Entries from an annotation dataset
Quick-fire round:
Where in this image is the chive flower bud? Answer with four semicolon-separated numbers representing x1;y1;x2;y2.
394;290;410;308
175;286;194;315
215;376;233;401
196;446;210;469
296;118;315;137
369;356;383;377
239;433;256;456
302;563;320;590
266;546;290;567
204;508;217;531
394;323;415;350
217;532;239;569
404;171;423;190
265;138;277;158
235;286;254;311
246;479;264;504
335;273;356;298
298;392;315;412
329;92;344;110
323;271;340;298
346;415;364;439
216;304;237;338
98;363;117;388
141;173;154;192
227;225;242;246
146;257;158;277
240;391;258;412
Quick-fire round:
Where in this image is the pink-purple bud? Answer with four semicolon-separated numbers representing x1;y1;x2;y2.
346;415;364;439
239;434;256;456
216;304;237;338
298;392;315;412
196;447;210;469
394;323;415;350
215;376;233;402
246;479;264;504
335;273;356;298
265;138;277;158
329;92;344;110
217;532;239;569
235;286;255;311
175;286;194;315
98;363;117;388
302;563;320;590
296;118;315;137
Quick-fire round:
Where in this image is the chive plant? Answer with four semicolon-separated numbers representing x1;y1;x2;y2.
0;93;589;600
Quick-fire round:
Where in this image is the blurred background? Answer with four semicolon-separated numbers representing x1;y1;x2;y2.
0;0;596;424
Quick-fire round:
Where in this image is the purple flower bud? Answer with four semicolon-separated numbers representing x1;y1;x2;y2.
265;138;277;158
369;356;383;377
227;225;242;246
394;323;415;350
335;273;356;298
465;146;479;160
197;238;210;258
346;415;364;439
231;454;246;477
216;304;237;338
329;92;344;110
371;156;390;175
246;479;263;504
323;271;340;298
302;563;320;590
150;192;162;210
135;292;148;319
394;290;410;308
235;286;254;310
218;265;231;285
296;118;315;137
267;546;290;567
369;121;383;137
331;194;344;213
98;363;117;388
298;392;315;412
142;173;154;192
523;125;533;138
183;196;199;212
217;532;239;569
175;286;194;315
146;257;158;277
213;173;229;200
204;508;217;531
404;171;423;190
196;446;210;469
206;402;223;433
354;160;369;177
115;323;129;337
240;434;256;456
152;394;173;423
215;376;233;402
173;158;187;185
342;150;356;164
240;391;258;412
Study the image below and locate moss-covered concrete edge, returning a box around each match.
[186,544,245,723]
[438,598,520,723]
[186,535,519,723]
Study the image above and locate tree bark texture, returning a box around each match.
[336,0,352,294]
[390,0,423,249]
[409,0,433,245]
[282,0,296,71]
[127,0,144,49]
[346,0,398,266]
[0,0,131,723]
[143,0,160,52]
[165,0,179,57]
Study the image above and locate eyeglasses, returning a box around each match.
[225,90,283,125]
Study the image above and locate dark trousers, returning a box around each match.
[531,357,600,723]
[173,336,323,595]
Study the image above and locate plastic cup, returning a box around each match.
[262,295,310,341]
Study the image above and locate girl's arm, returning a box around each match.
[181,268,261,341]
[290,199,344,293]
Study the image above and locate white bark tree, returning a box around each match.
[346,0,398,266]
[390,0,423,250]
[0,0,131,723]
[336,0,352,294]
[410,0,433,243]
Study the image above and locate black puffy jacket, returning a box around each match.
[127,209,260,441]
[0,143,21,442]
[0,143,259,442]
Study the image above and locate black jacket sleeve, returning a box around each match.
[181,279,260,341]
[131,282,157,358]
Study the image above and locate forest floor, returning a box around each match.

### Your objective
Please print every line of the material above word for word, without any change.

### Written solution
Quick-fire round:
Where in this image is the chive flower bud? Answer with four semicolon-separated numbers representing x1;y1;x2;y2.
394;290;410;308
175;286;194;315
215;376;233;401
196;446;210;469
296;118;315;137
369;356;383;377
239;433;256;456
302;563;320;590
266;546;290;567
204;508;217;531
394;323;415;350
217;532;239;569
404;171;423;190
265;138;277;158
235;286;254;311
246;479;264;504
335;273;356;298
298;392;315;412
329;92;344;110
323;271;340;298
346;415;364;439
216;304;237;338
98;363;117;388
141;173;154;192
227;225;242;246
146;257;158;277
240;391;258;412
Quick-fire round:
Where in this image is the pink-purple bud? Answer with four semicolon-separated numbers representing x1;y1;x2;y2.
346;415;364;439
239;434;256;456
216;304;237;338
298;392;315;412
196;447;210;469
394;323;415;350
215;376;233;402
246;479;264;504
335;273;356;298
265;138;277;158
329;92;344;110
217;532;239;569
235;286;255;311
175;286;194;315
98;363;117;388
302;563;320;590
296;118;315;137
Quick-fire round:
Where in this image is the chive plant? Answer with four semicolon-separated numbers representing x1;y1;x2;y2.
0;93;589;600
Quick-fire round:
Where in this image is the blurred background? Answer with four semicolon-separated numbers representing x1;y1;x2;y2.
0;0;596;424
Quick-fire round:
Where in this image is the purple flower bud? Answer with four semicolon-separated numbers representing x1;y1;x2;y2.
265;138;277;158
369;356;383;377
227;225;242;246
394;323;415;350
335;273;356;298
465;146;479;160
197;238;210;258
346;415;364;439
231;454;246;477
216;304;237;338
329;92;344;110
371;156;390;175
246;479;263;504
323;271;340;298
302;563;320;590
150;192;162;210
135;292;148;319
394;290;410;308
235;286;254;310
218;265;231;285
296;118;315;137
267;546;290;567
369;121;383;137
331;194;344;213
98;363;117;388
298;392;315;412
142;173;154;192
523;125;533;138
183;196;199;212
217;532;239;569
175;286;194;315
146;257;158;277
213;173;229;200
204;508;217;531
404;171;423;190
196;446;210;469
206;402;223;433
354;160;369;177
115;323;129;337
240;434;256;456
152;394;173;423
215;376;233;402
173;158;187;185
342;150;356;164
240;391;258;412
Study the image below and locate moss-covered concrete edge, returning a box around each match.
[186,544,245,723]
[438,598,520,723]
[186,535,519,723]
Study the image above and locate tree bark texture, returning a box around each match.
[336,0,352,294]
[390,0,423,249]
[409,0,433,245]
[282,0,296,71]
[127,0,144,49]
[346,0,398,266]
[0,0,131,723]
[143,0,160,52]
[165,0,179,57]
Study the image above and locate eyeglasses, returning a box around each match.
[225,90,283,125]
Study the image above and locate dark trousers, returning a box around each match.
[531,357,600,723]
[173,336,323,595]
Study the image above and locate plastic cup, returning a box around each match.
[262,295,310,341]
Study the image above and locate girl's arm, returning a box around each match.
[181,268,261,341]
[290,199,344,293]
Study the image above and locate white bark tree, returning a box around each match.
[346,0,398,266]
[390,0,423,250]
[0,0,131,723]
[336,0,352,294]
[410,0,433,243]
Study the image above and locate black puffy jacket, returning a box around each match.
[127,209,260,441]
[0,143,21,442]
[0,143,259,442]
Study the image above and locate black jacket sleeve, returning a box around each match.
[181,279,260,341]
[131,282,157,358]
Study the image above and locate forest floor, returning a box around each match.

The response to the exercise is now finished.